__PROBLEM DETAILS__.
Where the line containing "Target: red brake caliper" appears, end your copy; everything from the first line of the records below up to and including it must be reproduced exactly.
* * *
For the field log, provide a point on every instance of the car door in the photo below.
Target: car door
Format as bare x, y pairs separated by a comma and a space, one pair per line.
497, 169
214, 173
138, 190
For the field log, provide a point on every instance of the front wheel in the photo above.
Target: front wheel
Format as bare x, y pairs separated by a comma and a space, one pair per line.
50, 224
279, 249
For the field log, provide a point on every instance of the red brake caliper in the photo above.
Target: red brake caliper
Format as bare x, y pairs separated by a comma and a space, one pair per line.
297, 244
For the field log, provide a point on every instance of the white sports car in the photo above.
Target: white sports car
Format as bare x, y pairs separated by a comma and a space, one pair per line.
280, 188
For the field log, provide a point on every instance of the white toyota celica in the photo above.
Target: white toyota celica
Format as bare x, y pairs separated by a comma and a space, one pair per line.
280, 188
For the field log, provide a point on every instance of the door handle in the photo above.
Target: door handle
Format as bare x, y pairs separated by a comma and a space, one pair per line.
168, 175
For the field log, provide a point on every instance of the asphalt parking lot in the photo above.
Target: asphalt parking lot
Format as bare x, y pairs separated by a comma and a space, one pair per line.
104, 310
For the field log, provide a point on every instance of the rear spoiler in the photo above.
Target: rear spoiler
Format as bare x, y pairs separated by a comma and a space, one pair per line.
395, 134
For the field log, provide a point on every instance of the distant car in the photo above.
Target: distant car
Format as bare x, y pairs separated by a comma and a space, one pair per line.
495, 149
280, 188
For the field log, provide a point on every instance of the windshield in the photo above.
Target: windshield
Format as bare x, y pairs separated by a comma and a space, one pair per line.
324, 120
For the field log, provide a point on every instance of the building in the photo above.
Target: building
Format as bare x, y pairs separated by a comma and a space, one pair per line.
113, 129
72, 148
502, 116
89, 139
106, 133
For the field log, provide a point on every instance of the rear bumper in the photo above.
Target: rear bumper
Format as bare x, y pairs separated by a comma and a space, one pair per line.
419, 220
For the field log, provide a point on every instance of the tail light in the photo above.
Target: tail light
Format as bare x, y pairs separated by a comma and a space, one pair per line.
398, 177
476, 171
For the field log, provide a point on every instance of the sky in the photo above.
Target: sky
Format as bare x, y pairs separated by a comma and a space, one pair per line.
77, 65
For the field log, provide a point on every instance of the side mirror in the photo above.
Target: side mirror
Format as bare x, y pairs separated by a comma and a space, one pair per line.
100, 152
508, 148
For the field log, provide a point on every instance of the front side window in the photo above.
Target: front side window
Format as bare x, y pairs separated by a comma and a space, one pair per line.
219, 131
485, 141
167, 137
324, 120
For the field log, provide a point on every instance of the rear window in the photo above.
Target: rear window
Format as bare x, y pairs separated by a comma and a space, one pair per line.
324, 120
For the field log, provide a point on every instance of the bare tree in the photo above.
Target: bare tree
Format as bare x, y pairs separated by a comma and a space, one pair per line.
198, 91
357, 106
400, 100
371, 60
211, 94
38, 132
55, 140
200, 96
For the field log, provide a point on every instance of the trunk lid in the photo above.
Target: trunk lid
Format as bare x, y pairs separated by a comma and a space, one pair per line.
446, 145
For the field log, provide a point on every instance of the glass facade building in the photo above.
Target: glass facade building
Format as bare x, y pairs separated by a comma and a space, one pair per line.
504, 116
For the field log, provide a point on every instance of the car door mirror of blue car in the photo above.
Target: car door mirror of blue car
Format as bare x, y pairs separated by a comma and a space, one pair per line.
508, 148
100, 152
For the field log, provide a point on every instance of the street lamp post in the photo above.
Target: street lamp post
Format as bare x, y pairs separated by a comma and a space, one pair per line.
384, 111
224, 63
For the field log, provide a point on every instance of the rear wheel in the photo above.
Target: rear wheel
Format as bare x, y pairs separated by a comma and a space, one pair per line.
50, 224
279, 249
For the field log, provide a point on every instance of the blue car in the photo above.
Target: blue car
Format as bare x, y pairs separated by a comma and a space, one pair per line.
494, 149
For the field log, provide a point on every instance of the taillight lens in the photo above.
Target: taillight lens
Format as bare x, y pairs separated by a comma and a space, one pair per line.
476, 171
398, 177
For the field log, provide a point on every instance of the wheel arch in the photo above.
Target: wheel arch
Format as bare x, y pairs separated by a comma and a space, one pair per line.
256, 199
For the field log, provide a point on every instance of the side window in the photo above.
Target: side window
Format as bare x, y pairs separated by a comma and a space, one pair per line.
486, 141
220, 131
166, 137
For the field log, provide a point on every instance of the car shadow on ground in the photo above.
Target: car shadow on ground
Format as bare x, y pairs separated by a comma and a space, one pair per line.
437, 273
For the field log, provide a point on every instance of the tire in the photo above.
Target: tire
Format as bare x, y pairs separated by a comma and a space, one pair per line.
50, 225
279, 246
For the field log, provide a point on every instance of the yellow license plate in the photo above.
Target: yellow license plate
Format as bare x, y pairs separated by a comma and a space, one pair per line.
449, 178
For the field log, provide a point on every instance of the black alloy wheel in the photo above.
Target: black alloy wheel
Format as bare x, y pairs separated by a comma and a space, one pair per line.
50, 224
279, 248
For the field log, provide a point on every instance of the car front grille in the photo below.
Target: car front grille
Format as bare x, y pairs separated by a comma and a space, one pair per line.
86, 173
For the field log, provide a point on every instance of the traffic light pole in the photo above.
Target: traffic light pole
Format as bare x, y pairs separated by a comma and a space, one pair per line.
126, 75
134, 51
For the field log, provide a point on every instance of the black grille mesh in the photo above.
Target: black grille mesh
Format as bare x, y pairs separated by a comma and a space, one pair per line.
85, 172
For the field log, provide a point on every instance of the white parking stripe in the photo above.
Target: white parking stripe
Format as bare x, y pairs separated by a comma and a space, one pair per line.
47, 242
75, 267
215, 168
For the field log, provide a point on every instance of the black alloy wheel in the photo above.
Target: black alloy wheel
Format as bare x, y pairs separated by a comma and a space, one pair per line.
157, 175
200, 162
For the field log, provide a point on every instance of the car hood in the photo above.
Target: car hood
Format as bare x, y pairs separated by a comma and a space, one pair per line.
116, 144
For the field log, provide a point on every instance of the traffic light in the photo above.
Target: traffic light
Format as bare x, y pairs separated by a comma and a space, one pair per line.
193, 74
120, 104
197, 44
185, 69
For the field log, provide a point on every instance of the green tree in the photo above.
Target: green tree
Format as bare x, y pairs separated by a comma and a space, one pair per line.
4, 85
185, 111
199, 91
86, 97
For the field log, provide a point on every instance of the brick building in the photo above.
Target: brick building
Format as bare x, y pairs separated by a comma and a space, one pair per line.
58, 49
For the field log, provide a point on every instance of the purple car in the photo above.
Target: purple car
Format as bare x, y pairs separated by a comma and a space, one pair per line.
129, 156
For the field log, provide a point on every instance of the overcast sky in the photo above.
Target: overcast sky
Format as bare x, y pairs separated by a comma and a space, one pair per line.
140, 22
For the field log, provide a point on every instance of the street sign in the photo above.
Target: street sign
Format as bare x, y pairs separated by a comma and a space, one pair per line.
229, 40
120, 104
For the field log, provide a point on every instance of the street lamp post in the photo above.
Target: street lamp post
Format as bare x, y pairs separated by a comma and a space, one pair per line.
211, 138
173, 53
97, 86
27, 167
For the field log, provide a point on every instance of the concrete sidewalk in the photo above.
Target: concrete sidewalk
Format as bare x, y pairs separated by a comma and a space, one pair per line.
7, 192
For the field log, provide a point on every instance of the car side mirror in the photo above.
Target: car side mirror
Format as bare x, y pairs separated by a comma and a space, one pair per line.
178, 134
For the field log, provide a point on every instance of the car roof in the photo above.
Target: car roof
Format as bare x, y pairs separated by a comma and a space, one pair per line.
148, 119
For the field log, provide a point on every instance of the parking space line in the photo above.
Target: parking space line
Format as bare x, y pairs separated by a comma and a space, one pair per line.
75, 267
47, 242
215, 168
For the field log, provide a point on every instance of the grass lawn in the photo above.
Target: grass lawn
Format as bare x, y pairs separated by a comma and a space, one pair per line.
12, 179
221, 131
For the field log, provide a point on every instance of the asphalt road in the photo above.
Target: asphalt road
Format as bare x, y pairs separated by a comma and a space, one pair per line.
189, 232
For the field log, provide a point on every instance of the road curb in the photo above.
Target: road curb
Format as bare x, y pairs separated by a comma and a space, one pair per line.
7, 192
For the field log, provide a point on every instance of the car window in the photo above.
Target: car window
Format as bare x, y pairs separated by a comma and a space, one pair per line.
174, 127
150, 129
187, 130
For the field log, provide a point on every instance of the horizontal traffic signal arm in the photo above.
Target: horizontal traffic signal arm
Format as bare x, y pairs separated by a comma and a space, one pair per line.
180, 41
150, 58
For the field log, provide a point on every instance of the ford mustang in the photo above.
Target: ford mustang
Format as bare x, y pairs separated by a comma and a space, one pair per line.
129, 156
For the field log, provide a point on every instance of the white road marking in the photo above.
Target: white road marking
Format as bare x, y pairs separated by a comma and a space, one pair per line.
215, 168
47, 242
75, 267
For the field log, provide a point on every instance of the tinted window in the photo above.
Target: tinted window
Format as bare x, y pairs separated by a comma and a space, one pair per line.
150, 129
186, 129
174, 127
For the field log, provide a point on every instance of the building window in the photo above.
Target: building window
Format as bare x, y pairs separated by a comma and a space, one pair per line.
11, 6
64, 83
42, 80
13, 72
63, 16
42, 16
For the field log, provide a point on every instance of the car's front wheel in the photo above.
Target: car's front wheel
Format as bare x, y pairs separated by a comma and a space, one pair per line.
* * *
__RESULT__.
For the field log, provide a point on every instance of the car door in the photo below.
Target: car door
Format as bare x, y pairs separated by a comma and a space, one pair per line.
497, 169
214, 173
138, 190
For the field log, provide a point on every instance of the front wheel in the photo above.
Target: front wheel
Format as bare x, y pairs separated by a comma and a space, one pair per line.
50, 224
279, 249
For the field log, provide a point on every instance of the red brake caliper in the photo above.
Target: red brake caliper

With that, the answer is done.